ASSIGNED TASK
Wherever the string "output" occurs in a line of these records, report that line.

RECORD EXTRACTS
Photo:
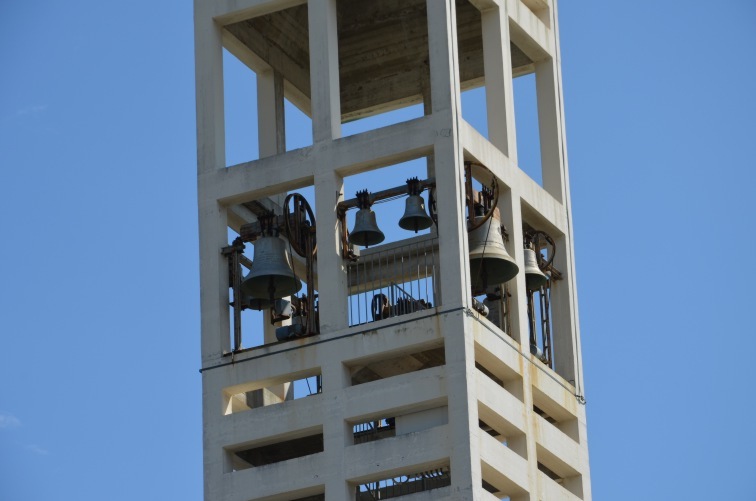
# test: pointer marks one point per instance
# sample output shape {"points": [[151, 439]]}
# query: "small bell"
{"points": [[415, 218], [271, 275], [366, 231], [490, 263], [534, 277]]}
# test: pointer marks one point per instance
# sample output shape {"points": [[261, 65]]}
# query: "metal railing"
{"points": [[404, 485], [393, 280], [374, 430]]}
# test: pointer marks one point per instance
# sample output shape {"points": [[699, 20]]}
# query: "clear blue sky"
{"points": [[99, 322]]}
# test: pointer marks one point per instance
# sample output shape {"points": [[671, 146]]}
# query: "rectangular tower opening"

SOLUTION
# sample output shape {"points": [[151, 439]]}
# sample output shape {"points": [[261, 65]]}
# sample output shape {"points": [[699, 20]]}
# sample output shape {"points": [[671, 146]]}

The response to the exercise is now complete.